Group 2 Created with Sketch.
×

Search

Group 2 Created with Sketch.
2022-01-19 00:00:00 Avenue Magazine Master Class: Great Art Hits the Auction Block

Master Class: Great Art Hits the Auction Block

DESIGNS ON YOU Pablo Picasso’s The Artist and His Model (Le peintre et son modèle) from 1970 is being tendered in New York by London dealer Stephen Ongpin
Image courtesy of Stephen Ongpin Fine Art

“I remember the moment when I first laid eyes on the [Albrecht] Dürer. I knew right then that it was either the greatest forgery I had ever seen or a rare and wonderful Renaissance masterpiece,” says American collector and entrepreneur Clifford Schorer of The Virgin and Child with a Flower on a Grassy Bank, a recently rediscovered pen-and-ink on fine linen paper by the German artist from around 1503. Bought for just $30 at a Massachusetts estate sale five years ago, the work — thought to be a study for Dürer’s well-known watercolor The Virgin with a Multitude of Animals (ca. 1506), in the collection of the Albertina in Vienna — is being tendered for a price rumored to be in the range of $50 million by British dealer Anthony Crichton-Stuart of Agnews during Master Drawings New York later this month.

It was Schorer, leader of an investment group that rescued the 200-year-old London concern from the brink of bankruptcy in 2014, who first learned of the Dürer’s existence in 2019. He happened to be in Boston when bookseller Brainerd Phillipson told him about the drawing and agreed to put him in touch with its owner. According to Martin Bailey of The Art Newspaper, Schorer was offered it for $500. Rather than take the money, he told the drawing’s owner that they “should both move cautiously.” Its authenticity has since been confirmed by conservator Jane McAusland, who found that the drawing was executed on trident watermarked paper, the same stock Dürer had used for more than 200 of his known works. It is poised to top the current record for an Old Master work on paper of $47.9 million, which financier Leon Black paid for Raphael’s Head of a Muse (1510–11) at Christie’s London in 2009.

Actions to take:
• 1. In the article about the rediscovered Dürer drawing, who confirmed the drawing's authenticity?
• 2. Reproduce the passage of the Dürer article between "It was Schorer, leader" and "London in 2009.", inclusive.

Data extract:
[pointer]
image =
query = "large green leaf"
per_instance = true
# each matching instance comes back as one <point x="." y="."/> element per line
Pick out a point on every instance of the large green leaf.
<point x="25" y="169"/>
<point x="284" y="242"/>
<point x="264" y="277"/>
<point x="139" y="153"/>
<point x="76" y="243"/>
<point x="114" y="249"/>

Answers per task:
• 1. Conservator Jane McAusland

• 2.
It was Schorer, leader of an investment group that rescued the 200-year-old London concern from the brink of bankruptcy in 2014, who first learned of the Dürer’s existence in 2019. He happened to be in Boston when bookseller Brainerd Phillipson told him about the drawing and agreed to put him in touch with its owner. According to Martin Bailey of The Art Newspaper, Schorer was offered it for $500. Rather than take the money, he told the drawing’s owner that they “should both move cautiously.” Its authenticity has since been confirmed by conservator Jane McAusland, who found that the drawing was executed on trident watermarked paper, the same stock Dürer had used for more than 200 of his known works. It is poised to top the current record for an Old Master work on paper of $47.9 million, which financier Leon Black paid for Raphael’s Head of a Muse (1510–11) at Christie’s London in 2009.